**TASK STATEMENT**
Give the lines below again, exactly as they stand, and leave out the images.

Collected data entries:
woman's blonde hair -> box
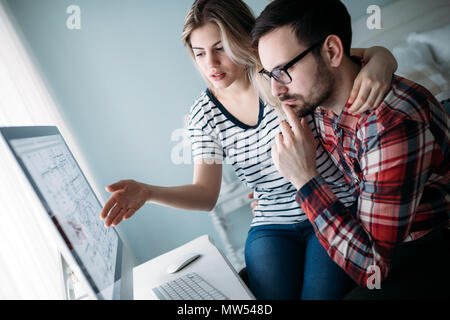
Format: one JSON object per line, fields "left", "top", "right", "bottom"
{"left": 181, "top": 0, "right": 281, "bottom": 109}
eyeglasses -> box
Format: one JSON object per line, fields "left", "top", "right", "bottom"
{"left": 259, "top": 40, "right": 324, "bottom": 85}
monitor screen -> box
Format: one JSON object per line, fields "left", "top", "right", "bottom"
{"left": 0, "top": 126, "right": 122, "bottom": 300}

**TASK SOLUTION**
woman's blonde hair -> box
Format: one JSON object per line, fields "left", "top", "right", "bottom"
{"left": 181, "top": 0, "right": 281, "bottom": 109}
eyeglasses -> box
Format: one JSON object per line, fields "left", "top", "right", "bottom"
{"left": 259, "top": 40, "right": 324, "bottom": 85}
monitor screen -> box
Format: one JSON object per line, fields "left", "top", "right", "bottom"
{"left": 0, "top": 126, "right": 122, "bottom": 300}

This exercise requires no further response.